(Saved entries)
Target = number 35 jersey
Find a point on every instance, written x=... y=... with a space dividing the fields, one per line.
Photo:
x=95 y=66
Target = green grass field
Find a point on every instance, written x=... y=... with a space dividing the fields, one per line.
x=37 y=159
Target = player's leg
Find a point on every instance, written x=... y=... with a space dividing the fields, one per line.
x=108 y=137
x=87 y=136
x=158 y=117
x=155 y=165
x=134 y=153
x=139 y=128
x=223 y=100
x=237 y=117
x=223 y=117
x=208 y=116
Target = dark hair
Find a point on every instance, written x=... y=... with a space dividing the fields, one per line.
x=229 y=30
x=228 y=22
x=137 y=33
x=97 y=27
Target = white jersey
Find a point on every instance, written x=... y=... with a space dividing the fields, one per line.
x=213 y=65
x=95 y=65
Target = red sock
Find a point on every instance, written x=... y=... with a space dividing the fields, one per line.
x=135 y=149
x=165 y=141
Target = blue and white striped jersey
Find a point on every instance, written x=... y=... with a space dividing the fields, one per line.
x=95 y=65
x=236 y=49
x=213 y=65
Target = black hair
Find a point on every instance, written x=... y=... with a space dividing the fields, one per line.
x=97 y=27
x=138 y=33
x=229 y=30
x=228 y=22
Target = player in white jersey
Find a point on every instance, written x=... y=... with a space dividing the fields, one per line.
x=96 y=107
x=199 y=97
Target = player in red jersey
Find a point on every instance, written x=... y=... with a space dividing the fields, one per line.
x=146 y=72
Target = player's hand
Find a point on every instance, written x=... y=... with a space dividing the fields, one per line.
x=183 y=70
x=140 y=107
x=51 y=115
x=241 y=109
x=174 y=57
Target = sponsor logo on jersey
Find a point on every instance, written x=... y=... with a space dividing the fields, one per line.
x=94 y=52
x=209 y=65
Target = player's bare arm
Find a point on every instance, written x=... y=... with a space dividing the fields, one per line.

**Requirements**. Update everything from the line containing "Target = blue and white striped jersey" down to the end of the items, replacing "jersey" with "shirt" and leaving all else unchanged.

**The completed task**.
Target = blue and white striped shirt
Find a point on every instance, written x=... y=... with a space dividing the fields, one per line.
x=95 y=65
x=236 y=49
x=213 y=65
Target = black hair
Find a point on every instance, written x=... y=... with a space dividing the fields, one per line.
x=97 y=27
x=138 y=33
x=229 y=30
x=228 y=22
Target = player in white shirt
Find a point on every instance, written x=... y=... with a space dividing the fields, one per line.
x=96 y=107
x=199 y=97
Target = player in red shirt
Find a point on every instance, written x=... y=... with a space dividing the fields, one per line.
x=146 y=72
Target = player's hand
Find a point on every instance, written x=... y=... with a space dividing the fields, one per line.
x=183 y=70
x=140 y=107
x=51 y=115
x=241 y=109
x=174 y=57
Target = sponsor logo on shirt
Find a point on every instance, written x=... y=... with a space dividing the fields, one per line.
x=94 y=52
x=209 y=65
Target = player's bare arm
Find a point on every instance, written x=... y=... with a space dividing the fields, one per line.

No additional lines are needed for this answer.